С кондратьевскими циклами ничего неясно, потому что никто не знает, что это такое. Насчет циклов Арриги. Это, конечно, красивая теоретическая модель, но обладающая рядом недостатков. Скажем, нельзя объединять в рамках одной теории переход роли финансового центра от Генуи к Испании – и от Нидерландов к Великобритании.

На мой взгляд, если говорить о большом кризисе, то критериями его диагностирования могут быть только изменения фундаментальных представлений о том, что такое человек и что такое социум. На мой взгляд, в районе 1968 года имело место начало антропологического кризиса, который сейчас входит в новую фазу.

Ю.Благовещенский:

Было сказано, у США было больше 50% производства от общемирового. Речь идет о финансах, интеллектуальном продукте – о чем?

А.Кузьмин:

Речь идет о ситуации 1960 года, когда все остальные еще не до конца вылезли из послевоенных неприятностей, а англичане много потеряли от распада империи. Прибавим к этому огромные потери Китая и Японии. На этом фоне американская экономика была чудовищно огромной.

И.Дискин:

Можно ли дать какие-то эмпирические референции к тем заявлениям, что экономисты ничего не объясняют, а потому надо обращаться к историософским конструкциям?

А.Кузьмин:

Речь идет о материалах, опубликованных преимущественно в интернете за последние полтора месяца. На двух профессиональных англоязычных сайтах велась дискуссия, начатую нобелевским лауреатом Кругманом. В ней приняли участие еще пять нобелевских лауреатов разных лет, и все они дружно заявили, что экономическая наука сейчас не способна не только давать ответы, но и правильно ставить вопросы.

А.Медушевский:

Вкладываете ли Вы оценочный смысл в понятие кризис? Есть ведь такая точка зрения, что кризис – нормальное явление и необязательно негативное. И если Вам понятен механизм кризиса, то как Вы видите выход из него?

А.Кузьмин:

Кризис всегда очень позитивен для потомков и омерзителен для тех, кто живет во время него. В долгосрочной перспективе это безусловно необходимо. В краткосрочной я согласен с китайцами, которые самым страшным проклятием считают пожелание жить в эпоху перемен.

Что и как может происходить содержательно? Это зависит от того, с каким кризисом мы имеем дело. Что, если это длинный век Арриги? В соответствии с его теорией получается, что все пойдет само собой, а нам остается сидеть-курить.

Если речь идет о большом цивилизационном кризисе, то выход может быть связан с кардинальным пересмотром всех оснований социального бытия и социальной интеграции. Тогда весьма полезной может оказаться моя статья 1999 года: "Глобализация как высшая стадия империализма: к проблеме рефлексии описания Pax Romana парфянскими книжниками"

Может возникнуть чудовищная идея, что мы настолько хорошо умеем манипулировать массовыми мозгами, что из кризиса можно вылезти при помощи чего-то вроде имперского культа. Боюсь, что такой сценарий затянет наши неприятности на еще большее время.

Поставленные задания –
1. Приведите участок фрагмента дискуссии о кризисе от "На мой взгляд, если" до "продукте – о чем?" включительно, заменив "антропологического" на "мировоззренческого".
2. Напишите продолжение фрагмента дискуссии о кризисе, начиная сразу после его последнего предложения.

Данные разметки расположения объектов
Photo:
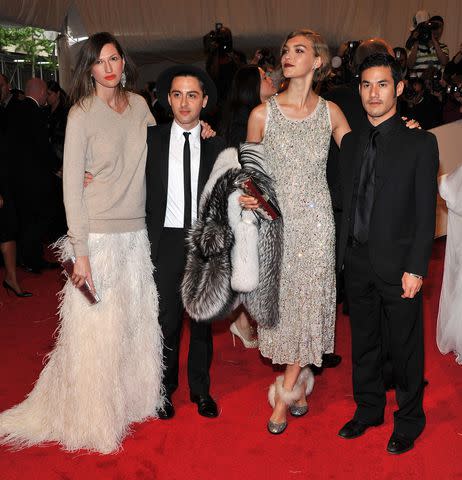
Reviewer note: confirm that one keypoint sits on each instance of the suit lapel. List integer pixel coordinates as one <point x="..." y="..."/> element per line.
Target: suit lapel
<point x="164" y="153"/>
<point x="204" y="169"/>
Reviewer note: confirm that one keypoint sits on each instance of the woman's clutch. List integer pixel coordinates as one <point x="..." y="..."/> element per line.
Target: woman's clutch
<point x="267" y="209"/>
<point x="92" y="298"/>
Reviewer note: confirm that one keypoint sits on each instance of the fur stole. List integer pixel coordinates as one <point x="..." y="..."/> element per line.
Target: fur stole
<point x="232" y="254"/>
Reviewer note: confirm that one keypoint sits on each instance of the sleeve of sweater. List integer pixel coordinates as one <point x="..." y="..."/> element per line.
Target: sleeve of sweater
<point x="75" y="148"/>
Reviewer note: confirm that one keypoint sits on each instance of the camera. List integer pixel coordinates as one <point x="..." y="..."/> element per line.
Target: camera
<point x="452" y="89"/>
<point x="425" y="30"/>
<point x="220" y="40"/>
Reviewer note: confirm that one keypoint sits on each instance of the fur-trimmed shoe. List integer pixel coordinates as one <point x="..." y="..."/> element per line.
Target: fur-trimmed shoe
<point x="306" y="382"/>
<point x="288" y="397"/>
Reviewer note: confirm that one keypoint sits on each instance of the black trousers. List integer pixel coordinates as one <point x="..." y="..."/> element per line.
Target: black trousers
<point x="169" y="270"/>
<point x="377" y="310"/>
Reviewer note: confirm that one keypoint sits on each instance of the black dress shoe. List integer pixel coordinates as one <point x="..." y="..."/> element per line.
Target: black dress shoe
<point x="331" y="360"/>
<point x="399" y="444"/>
<point x="355" y="428"/>
<point x="206" y="405"/>
<point x="168" y="410"/>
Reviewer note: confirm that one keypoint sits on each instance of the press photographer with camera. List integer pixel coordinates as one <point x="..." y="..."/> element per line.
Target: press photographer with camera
<point x="424" y="46"/>
<point x="452" y="109"/>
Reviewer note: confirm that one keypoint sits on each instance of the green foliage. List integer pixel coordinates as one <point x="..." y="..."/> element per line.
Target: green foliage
<point x="31" y="42"/>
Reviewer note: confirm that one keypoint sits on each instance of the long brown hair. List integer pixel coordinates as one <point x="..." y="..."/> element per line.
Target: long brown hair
<point x="320" y="48"/>
<point x="82" y="84"/>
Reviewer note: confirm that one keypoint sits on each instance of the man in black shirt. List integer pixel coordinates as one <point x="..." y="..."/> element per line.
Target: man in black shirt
<point x="387" y="186"/>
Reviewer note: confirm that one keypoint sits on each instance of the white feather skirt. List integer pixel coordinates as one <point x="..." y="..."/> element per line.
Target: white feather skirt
<point x="105" y="371"/>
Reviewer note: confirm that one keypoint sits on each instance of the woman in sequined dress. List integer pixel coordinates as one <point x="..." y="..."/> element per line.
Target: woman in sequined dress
<point x="295" y="128"/>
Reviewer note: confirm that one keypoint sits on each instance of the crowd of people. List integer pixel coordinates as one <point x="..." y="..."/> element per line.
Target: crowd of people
<point x="154" y="200"/>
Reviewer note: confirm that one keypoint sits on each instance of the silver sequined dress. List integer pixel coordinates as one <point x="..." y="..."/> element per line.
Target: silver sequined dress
<point x="296" y="152"/>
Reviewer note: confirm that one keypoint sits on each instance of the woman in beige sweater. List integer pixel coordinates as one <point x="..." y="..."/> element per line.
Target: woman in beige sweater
<point x="105" y="371"/>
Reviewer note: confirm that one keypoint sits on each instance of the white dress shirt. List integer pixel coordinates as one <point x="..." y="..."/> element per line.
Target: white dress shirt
<point x="174" y="215"/>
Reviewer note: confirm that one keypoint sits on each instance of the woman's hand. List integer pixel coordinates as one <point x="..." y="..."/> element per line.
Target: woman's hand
<point x="207" y="131"/>
<point x="82" y="273"/>
<point x="87" y="179"/>
<point x="411" y="123"/>
<point x="248" y="202"/>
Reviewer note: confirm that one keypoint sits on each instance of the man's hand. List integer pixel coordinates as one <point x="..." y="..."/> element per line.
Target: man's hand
<point x="207" y="131"/>
<point x="248" y="202"/>
<point x="411" y="123"/>
<point x="87" y="179"/>
<point x="411" y="285"/>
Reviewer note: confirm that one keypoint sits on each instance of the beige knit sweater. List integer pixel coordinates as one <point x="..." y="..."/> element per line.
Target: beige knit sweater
<point x="112" y="147"/>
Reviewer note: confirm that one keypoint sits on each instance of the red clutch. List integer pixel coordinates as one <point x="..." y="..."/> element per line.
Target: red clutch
<point x="267" y="209"/>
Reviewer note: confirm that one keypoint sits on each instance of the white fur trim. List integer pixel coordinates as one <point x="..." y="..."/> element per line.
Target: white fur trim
<point x="244" y="254"/>
<point x="306" y="375"/>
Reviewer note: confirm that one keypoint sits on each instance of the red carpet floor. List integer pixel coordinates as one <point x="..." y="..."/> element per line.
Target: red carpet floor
<point x="236" y="444"/>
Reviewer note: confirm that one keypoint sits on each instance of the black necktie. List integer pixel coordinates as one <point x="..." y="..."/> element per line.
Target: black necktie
<point x="365" y="199"/>
<point x="187" y="180"/>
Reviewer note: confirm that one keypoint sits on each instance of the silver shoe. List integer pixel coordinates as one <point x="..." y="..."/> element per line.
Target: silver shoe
<point x="276" y="428"/>
<point x="297" y="411"/>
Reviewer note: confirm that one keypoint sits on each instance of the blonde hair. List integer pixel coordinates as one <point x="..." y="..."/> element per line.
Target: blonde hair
<point x="320" y="48"/>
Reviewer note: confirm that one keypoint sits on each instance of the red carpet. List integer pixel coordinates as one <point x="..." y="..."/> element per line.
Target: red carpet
<point x="236" y="445"/>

Ответы ниже –
1.
На мой взгляд, если говорить о большом кризисе, то критериями его диагностирования могут быть только изменения фундаментальных представлений о том, что такое человек и что такое социум. На мой взгляд, в районе 1968 года имело место начало мировоззренческого кризиса, который сейчас входит в новую фазу.

Ю.Благовещенский:

Было сказано, у США было больше 50% производства от общемирового. Речь идет о финансах, интеллектуальном продукте – о чем?

2.
Ф.Шелов-Коведяев:

Если всерьез считать, что кризис обладает системным характером, то можно говорить о том, что это культурный кризис, поскольку культура и есть система. Если это кризис системный, то им оказываются подорваны все несущие конструкции.

Обсуждается кризис определенного экономического поведения. Правильнее называть это кризисом экономики искусственного стимулирования потребления.

В ходе кризиса выяснилось, что экономика не является наукой в современном понимании слова. Она умеет описывать то, что видит, однако не умеет понимать, что из этого последует и когда.

Есть глубокое заблуждение насчет развитого теоретического аппарата экономической науки. Это заблуждение, поскольку разработанные математические схемы просто не имеют никакого отношения к реальности.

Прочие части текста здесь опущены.